[Stored entries]
▬▬▬
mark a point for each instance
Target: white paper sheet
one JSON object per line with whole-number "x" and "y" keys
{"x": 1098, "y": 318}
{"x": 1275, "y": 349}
▬▬▬
- Task instructions
Reproduce the data above line for line, with no changes at all.

- The response
mark a point for each instance
Target: white paper sheet
one JSON object per line with whole-number "x" and "y" keys
{"x": 1098, "y": 318}
{"x": 1275, "y": 349}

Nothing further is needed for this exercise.